▼

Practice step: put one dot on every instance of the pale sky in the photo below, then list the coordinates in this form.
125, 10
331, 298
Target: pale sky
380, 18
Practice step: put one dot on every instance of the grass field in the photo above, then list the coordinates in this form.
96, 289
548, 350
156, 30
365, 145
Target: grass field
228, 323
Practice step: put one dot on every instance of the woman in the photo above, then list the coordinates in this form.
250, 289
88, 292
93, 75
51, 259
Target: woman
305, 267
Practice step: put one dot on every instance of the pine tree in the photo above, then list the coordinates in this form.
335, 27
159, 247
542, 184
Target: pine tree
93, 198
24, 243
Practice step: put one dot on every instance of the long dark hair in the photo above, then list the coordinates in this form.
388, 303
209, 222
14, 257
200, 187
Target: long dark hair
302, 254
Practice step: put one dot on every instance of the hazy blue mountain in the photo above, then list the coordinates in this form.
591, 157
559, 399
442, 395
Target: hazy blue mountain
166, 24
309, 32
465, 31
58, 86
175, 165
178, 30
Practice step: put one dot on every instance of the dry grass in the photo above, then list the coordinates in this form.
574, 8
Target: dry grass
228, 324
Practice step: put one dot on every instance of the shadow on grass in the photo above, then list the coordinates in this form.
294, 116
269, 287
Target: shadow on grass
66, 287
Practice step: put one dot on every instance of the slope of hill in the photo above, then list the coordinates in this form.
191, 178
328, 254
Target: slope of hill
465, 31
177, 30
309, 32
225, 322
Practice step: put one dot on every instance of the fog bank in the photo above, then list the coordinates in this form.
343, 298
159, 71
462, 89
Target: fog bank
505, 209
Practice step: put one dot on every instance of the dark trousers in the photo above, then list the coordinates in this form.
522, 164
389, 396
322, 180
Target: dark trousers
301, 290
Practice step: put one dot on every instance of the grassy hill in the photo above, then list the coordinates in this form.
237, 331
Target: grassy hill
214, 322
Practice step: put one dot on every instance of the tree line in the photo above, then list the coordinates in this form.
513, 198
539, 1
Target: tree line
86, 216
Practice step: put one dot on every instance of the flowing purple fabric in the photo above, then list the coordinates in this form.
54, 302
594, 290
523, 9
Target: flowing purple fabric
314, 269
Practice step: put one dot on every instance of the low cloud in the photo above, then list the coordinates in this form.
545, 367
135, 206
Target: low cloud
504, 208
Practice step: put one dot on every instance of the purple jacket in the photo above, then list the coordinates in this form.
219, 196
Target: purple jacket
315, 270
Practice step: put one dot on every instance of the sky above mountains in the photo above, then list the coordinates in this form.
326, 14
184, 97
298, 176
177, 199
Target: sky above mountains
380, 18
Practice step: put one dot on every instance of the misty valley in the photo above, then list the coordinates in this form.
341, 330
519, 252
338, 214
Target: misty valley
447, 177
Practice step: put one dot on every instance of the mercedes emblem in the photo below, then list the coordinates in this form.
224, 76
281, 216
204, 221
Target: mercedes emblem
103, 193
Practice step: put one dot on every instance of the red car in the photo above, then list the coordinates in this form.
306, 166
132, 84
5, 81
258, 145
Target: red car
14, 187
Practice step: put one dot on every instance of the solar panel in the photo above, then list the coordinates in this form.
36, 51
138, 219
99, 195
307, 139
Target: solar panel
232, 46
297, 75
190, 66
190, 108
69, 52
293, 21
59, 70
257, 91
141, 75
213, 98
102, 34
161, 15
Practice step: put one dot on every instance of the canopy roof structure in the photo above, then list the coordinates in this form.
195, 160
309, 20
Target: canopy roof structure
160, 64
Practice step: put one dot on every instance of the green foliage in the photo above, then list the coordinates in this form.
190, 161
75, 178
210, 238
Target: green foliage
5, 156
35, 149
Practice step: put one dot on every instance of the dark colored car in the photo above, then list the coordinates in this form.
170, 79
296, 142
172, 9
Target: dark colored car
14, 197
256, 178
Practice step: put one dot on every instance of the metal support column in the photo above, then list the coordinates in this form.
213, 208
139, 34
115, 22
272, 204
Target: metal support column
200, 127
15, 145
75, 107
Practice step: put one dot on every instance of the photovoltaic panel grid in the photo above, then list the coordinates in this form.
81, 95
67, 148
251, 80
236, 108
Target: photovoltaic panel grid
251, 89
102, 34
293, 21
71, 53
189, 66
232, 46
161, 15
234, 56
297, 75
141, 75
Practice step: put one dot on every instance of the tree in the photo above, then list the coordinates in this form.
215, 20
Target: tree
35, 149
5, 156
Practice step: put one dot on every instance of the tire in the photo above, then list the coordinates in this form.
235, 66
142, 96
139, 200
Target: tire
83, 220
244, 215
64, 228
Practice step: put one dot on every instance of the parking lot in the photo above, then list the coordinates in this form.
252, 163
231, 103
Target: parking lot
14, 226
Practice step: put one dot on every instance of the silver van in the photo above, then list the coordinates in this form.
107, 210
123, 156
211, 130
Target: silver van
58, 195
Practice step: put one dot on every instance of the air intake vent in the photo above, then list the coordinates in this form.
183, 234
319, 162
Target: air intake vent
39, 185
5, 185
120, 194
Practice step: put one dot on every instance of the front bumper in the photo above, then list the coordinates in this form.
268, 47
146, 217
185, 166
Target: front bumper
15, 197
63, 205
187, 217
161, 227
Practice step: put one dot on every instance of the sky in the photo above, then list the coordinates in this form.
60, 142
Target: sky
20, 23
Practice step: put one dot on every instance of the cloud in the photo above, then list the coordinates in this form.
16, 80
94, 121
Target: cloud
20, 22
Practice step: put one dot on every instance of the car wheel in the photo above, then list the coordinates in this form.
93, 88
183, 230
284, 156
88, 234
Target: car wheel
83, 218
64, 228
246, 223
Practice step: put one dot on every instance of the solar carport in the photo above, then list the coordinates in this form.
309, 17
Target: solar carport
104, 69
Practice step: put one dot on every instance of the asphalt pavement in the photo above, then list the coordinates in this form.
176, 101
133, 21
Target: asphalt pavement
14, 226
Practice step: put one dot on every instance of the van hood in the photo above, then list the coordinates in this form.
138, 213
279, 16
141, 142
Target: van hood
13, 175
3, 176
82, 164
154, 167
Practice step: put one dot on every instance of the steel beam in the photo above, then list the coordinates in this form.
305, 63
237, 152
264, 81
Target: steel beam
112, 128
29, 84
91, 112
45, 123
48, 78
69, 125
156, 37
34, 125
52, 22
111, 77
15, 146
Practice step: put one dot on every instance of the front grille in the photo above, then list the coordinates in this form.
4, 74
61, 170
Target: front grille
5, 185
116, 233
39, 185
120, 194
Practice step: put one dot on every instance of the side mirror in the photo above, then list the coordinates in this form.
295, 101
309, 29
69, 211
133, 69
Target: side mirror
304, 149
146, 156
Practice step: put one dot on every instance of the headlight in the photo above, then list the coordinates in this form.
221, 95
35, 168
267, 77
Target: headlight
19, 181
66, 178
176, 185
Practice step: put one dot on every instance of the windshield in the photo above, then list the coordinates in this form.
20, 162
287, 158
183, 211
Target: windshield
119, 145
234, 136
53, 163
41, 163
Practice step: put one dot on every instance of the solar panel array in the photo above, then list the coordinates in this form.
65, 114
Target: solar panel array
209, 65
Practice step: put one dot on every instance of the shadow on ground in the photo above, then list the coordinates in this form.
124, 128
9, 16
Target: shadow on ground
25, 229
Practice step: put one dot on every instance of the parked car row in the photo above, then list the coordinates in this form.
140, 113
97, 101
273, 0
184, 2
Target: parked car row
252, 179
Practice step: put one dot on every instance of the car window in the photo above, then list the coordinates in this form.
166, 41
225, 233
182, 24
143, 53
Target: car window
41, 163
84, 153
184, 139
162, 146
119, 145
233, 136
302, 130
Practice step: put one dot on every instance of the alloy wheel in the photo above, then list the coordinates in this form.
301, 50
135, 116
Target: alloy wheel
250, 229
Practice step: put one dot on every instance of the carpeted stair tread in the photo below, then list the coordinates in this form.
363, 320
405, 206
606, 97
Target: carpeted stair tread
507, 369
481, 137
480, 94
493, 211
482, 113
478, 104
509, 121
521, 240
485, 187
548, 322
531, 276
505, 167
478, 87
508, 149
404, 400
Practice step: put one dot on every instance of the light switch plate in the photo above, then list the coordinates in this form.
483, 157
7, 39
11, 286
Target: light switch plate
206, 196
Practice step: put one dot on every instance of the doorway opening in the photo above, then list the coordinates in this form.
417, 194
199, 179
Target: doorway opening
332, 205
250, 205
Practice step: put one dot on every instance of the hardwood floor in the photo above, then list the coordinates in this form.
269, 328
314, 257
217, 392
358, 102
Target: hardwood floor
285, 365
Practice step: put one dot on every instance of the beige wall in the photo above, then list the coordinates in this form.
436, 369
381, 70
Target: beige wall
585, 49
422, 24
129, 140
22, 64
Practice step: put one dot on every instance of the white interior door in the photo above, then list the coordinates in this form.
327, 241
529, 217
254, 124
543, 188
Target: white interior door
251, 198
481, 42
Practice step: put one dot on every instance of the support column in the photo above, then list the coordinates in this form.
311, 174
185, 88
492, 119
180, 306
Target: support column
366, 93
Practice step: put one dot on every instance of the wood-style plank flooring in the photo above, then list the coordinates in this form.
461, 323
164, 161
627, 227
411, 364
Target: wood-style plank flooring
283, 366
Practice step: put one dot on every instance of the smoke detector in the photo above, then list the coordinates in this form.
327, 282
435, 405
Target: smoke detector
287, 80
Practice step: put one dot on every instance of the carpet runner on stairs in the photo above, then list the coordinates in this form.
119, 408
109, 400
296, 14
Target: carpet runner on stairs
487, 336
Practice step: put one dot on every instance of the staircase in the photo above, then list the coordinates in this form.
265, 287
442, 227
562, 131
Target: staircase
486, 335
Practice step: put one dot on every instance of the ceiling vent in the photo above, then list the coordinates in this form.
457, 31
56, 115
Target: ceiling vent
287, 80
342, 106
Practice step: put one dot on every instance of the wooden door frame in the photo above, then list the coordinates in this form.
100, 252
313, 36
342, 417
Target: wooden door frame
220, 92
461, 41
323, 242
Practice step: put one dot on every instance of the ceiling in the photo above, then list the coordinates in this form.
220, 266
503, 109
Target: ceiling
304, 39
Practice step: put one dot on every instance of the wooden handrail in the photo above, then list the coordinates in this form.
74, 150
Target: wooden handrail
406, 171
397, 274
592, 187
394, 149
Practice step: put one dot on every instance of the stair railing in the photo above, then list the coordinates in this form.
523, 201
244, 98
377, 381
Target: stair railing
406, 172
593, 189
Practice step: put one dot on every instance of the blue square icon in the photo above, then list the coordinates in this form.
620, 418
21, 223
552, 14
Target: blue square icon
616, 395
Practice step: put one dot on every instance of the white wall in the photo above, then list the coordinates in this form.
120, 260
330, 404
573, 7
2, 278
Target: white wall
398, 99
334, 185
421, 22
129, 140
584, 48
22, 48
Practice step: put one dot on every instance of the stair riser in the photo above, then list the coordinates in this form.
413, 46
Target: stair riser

▲

# WHAT IS BEING ASKED
Print from the line containing "Practice step: put one dot on every instance of the blue" to the last line above, exactly as written.

# EXPECTED ANSWER
Practice step: put one dot on every instance of the blue square icon in the photo above, then list the coordinates in this form.
620, 418
21, 223
552, 14
Target: blue square icon
616, 395
Practice step: put one dot on every instance of the white wall in the photo above, then list the coordinates in this form.
120, 260
330, 404
573, 7
2, 278
Target: white wall
398, 99
334, 185
421, 22
129, 140
584, 48
22, 48
Practice step: put one dot on every instance of the stair riser in the photo above, then list the coordinates in this form.
413, 46
Target: stair riser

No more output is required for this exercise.